What you need to do =
1) Copy the veteran profile below word for word, from "I later learned" to "about different cultures.".
2) Based on the veteran profile below, answer yes or no to each statement and quote the words that decide it: (a) The narrator was born with a twin brother. (b) The narrator's foster father had served in the U.S. Army. (c) The narrator completed two years at Pensacola Junior College.

Army Veteran Patricia Odom, the first Black woman recruiter in Massachusetts. “I get all my health care at VA and I’m very happy with the service,” she said. (VA Boston HCS photo by Winfield Danielson)
Army Veteran Patricia Odom, the first Black woman recruiter in the Massachusetts Army National Guard. “I get all my health care at VA and I’m very happy with the service,” she said. (VA Boston HCS photo by Winfield Danielson)

My childhood was unique! I had the opportunity to grow up in Alabama and Florida, on the Gulf of Mexico. Unfortunately, my biological mother walked away from the family, and her family had to raise us.

I later learned that I also had an older brother from my mother, but not the same father.

I was born with a twin brother, but the family who raised me separated us, making childhood very lonely for me. Therefore, I spent my time and energy reading a lot, and drawing to be creative. The family who raised me taught me these values: to be independent, not to lean on others to make things work, to work hard, to go to school, to travel, and to learn about different cultures.

My foster father had spent time in the U.S. Navy and often talked about it. Pensacola, Fla., is a military town. Growing up there, I observed many military women and men in various uniforms. They looked so clean and sharp. In my family, there were two boys. It was during the draft, so my family made sure they prevented my brothers from joining the military by writing letters to the draft board. But I remember saying, "One day, I will go into the military, just to see how I would look in a military uniform."

As a younger person in school, my favorite subjects were English and math. After graduating from high school in Florida, I graduated in cosmetology with a trade. I received a scholarship from a sorority to attend Pensacola Junior College, but I voluntarily left school after one year. I came to Boston to live with my adult oldest brother and family. I got my first job at New England Telephone Company and worked as an operator so I could save money to attend Tennessee A & I University. The university accepted me, but I didn't have money to attend school, so I got an offer to become a flight attendant. I left Boston to live in Utica in upstate New York, for flight training with Mohawk Airlines.

Data excerpts =

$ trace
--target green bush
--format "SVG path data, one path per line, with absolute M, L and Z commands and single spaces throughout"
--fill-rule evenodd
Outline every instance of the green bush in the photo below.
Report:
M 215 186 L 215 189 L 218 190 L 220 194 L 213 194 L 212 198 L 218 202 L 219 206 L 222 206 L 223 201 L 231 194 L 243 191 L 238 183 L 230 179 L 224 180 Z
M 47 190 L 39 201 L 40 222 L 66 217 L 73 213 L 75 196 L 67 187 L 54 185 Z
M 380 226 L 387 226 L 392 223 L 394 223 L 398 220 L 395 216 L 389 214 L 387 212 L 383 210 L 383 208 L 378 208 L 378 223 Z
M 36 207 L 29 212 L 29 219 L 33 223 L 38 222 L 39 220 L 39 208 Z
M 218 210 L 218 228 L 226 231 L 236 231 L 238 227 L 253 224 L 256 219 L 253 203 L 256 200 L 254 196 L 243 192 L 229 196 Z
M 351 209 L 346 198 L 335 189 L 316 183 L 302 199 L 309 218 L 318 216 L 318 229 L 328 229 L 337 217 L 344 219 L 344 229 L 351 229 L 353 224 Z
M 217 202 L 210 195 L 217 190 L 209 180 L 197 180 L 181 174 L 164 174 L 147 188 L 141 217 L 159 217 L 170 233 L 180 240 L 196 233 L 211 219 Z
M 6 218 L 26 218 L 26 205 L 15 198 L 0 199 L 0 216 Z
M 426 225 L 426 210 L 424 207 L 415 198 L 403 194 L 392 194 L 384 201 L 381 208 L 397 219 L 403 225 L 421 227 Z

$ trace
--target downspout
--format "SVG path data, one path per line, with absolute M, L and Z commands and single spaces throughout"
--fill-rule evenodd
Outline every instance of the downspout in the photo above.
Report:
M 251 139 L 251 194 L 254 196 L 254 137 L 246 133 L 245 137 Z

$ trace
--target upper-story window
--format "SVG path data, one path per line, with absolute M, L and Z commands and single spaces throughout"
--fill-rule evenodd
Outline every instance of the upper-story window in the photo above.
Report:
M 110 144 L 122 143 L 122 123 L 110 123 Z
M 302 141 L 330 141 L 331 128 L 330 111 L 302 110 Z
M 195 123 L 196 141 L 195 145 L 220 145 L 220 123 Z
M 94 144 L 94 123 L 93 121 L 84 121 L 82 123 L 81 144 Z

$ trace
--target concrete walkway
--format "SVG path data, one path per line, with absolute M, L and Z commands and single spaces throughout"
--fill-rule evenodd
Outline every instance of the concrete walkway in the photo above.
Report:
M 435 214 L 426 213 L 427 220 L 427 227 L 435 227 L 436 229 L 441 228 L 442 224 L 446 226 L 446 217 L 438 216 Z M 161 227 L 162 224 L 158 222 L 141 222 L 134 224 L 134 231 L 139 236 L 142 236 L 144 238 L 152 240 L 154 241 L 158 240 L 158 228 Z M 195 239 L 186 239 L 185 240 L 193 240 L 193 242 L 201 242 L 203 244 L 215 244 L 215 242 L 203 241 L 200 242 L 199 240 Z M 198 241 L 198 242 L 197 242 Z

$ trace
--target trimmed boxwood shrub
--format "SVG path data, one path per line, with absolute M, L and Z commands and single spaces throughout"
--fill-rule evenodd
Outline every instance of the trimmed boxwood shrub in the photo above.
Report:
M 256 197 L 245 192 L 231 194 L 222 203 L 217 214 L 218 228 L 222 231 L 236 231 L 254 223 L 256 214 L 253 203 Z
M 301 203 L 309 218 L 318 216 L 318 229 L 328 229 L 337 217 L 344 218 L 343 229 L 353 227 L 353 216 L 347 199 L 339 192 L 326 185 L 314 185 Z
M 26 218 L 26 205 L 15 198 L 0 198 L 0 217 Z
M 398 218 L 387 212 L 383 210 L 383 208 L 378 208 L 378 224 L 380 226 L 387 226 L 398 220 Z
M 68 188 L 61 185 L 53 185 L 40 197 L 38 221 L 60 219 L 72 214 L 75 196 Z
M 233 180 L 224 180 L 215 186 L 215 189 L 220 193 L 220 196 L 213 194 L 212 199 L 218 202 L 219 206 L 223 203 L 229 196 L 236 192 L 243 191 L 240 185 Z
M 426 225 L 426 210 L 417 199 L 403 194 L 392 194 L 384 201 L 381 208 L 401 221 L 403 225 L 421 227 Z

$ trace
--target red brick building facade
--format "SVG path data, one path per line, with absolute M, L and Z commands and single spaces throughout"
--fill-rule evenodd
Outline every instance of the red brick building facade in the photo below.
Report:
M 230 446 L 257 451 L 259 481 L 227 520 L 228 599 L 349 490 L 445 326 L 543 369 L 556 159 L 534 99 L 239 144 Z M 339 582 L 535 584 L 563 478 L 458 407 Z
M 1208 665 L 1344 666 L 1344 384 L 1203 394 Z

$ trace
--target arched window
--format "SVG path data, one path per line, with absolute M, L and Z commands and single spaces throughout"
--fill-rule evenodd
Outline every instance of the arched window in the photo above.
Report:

Task-by-task answers =
1)
I later learned that I also had an older brother from my mother, but not the same father.

I was born with a twin brother, but the family who raised me separated us, making childhood very lonely for me. Therefore, I spent my time and energy reading a lot, and drawing to be creative. The family who raised me taught me these values: to be independent, not to lean on others to make things work, to work hard, to go to school, to travel, and to learn about different cultures.

2)
(a) Yes: "I was born with a twin brother"
(b) No: "My foster father had spent time in the U.S. Navy"
(c) No: "but I voluntarily left school after one year"